# What you have to do
Rewrite the data from the line with "object_class: green shrub" through the end, replacing "roof overhang" with "eaves" and leaving everything else unchanged.

## Begin

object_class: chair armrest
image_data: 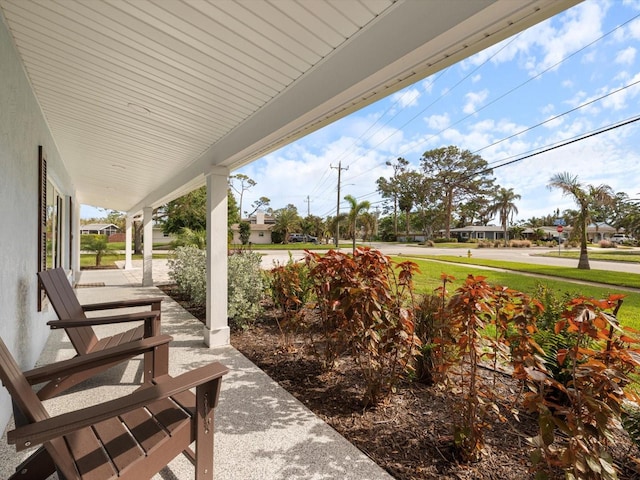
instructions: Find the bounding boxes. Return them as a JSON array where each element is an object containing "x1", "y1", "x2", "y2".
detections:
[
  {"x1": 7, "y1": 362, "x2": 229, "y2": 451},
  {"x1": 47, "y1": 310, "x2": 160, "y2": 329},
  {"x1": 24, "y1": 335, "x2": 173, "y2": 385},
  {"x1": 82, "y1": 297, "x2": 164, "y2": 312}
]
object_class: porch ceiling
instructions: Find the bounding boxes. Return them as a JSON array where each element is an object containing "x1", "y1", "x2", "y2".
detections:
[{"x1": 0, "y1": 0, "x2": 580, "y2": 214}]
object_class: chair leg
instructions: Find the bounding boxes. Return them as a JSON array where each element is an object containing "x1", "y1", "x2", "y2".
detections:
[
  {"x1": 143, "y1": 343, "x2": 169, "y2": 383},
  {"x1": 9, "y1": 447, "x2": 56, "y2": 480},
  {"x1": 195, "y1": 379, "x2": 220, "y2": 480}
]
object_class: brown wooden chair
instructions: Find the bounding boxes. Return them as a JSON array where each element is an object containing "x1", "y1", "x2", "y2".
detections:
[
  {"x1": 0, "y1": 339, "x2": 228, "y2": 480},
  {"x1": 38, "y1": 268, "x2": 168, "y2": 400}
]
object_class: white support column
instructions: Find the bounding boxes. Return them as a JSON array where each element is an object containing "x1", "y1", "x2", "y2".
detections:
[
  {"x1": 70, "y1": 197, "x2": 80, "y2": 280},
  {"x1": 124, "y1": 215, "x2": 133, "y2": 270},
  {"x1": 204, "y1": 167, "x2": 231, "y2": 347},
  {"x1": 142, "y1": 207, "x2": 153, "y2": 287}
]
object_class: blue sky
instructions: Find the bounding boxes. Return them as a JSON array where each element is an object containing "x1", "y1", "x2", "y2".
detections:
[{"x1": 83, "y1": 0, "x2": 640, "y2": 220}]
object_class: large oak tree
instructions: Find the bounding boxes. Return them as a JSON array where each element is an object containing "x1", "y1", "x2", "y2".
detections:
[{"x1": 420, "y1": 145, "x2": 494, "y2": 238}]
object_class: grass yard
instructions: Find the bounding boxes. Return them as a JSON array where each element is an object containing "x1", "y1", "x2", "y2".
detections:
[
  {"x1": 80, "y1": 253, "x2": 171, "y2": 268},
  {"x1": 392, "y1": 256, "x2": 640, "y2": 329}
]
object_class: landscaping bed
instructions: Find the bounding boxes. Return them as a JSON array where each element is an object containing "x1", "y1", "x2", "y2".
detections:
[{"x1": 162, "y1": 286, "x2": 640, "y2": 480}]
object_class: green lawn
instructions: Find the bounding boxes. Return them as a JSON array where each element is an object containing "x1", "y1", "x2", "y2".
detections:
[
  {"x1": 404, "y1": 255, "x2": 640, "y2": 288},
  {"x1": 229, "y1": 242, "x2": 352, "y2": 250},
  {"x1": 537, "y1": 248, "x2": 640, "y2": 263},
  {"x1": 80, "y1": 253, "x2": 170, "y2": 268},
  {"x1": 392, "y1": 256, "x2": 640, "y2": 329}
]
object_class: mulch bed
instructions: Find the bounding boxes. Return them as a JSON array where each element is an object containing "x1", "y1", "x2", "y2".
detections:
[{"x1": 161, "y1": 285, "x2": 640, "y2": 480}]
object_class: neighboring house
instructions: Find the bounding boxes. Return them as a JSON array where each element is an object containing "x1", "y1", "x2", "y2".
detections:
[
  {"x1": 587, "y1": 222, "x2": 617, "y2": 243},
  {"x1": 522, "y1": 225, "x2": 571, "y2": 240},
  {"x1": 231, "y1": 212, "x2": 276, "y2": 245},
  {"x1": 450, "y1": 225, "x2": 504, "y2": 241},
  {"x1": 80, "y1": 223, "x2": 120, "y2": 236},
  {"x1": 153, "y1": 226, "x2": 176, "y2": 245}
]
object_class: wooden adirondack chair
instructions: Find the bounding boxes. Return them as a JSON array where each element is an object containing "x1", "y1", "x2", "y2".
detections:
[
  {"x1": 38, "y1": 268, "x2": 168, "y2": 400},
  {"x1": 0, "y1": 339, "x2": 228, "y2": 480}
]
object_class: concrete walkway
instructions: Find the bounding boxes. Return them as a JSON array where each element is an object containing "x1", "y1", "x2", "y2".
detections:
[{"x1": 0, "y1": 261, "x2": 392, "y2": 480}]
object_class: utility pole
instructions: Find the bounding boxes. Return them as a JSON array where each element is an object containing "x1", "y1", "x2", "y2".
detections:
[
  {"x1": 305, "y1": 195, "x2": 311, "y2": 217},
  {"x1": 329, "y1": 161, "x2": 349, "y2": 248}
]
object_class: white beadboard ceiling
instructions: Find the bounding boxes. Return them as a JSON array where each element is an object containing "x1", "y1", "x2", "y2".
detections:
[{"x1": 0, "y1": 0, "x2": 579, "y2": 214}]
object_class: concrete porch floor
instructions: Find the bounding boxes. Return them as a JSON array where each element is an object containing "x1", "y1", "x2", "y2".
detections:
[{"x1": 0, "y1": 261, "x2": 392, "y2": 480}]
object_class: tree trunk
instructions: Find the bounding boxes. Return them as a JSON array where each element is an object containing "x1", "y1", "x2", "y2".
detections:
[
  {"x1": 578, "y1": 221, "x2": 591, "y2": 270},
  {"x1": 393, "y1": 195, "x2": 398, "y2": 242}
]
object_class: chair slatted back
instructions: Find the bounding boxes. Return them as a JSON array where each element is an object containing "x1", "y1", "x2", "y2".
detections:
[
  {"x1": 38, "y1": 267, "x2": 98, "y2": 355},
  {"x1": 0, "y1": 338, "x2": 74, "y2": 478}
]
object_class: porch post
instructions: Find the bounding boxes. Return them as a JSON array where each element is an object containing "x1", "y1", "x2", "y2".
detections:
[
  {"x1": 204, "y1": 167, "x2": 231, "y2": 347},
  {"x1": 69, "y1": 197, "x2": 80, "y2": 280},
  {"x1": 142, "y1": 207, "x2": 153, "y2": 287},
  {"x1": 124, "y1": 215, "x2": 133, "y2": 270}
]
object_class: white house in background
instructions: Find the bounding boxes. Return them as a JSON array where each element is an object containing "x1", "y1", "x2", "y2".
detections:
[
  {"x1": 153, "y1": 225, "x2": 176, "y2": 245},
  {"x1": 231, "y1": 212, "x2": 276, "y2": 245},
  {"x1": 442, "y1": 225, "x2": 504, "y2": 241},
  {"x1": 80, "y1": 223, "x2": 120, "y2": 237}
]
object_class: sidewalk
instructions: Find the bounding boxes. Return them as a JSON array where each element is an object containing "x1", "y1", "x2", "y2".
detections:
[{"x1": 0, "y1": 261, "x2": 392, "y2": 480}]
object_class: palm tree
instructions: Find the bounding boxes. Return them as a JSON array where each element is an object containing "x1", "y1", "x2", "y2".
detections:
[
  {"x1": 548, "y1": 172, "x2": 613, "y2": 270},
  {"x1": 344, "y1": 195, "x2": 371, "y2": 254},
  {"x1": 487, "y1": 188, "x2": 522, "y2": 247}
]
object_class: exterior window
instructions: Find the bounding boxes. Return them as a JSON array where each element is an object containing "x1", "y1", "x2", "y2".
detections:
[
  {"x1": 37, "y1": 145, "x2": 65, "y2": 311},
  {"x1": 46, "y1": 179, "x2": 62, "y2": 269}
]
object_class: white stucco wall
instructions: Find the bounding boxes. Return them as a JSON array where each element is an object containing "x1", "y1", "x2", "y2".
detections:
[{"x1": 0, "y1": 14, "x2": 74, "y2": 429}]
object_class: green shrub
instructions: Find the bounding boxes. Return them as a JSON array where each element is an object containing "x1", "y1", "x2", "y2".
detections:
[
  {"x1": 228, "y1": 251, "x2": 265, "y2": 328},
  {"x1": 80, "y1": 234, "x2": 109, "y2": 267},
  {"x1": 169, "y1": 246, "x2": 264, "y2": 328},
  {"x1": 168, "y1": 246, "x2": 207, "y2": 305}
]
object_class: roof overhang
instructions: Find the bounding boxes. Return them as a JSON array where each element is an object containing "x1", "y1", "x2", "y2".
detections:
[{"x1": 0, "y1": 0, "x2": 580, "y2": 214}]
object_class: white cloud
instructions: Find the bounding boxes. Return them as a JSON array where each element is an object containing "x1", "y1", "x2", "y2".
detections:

## End

# Finished exercise
object_class: green shrub
instructions: Find the bounding boxes. Return them as a JSON array where each element is an object containing "x1", "y1", "x2", "y2".
detections:
[
  {"x1": 228, "y1": 251, "x2": 265, "y2": 328},
  {"x1": 80, "y1": 234, "x2": 109, "y2": 267},
  {"x1": 169, "y1": 246, "x2": 264, "y2": 328},
  {"x1": 168, "y1": 246, "x2": 207, "y2": 305}
]
object_class: eaves
instructions: Find the bounding boxes. Return them as a JSON array where each element is an object containing "x1", "y1", "x2", "y2".
detections:
[{"x1": 0, "y1": 0, "x2": 580, "y2": 214}]
object_class: white cloud
instructions: Find the bounding boxes. Return them as a JSON array where each element is an object containing "x1", "y1", "x2", "y2".
detections:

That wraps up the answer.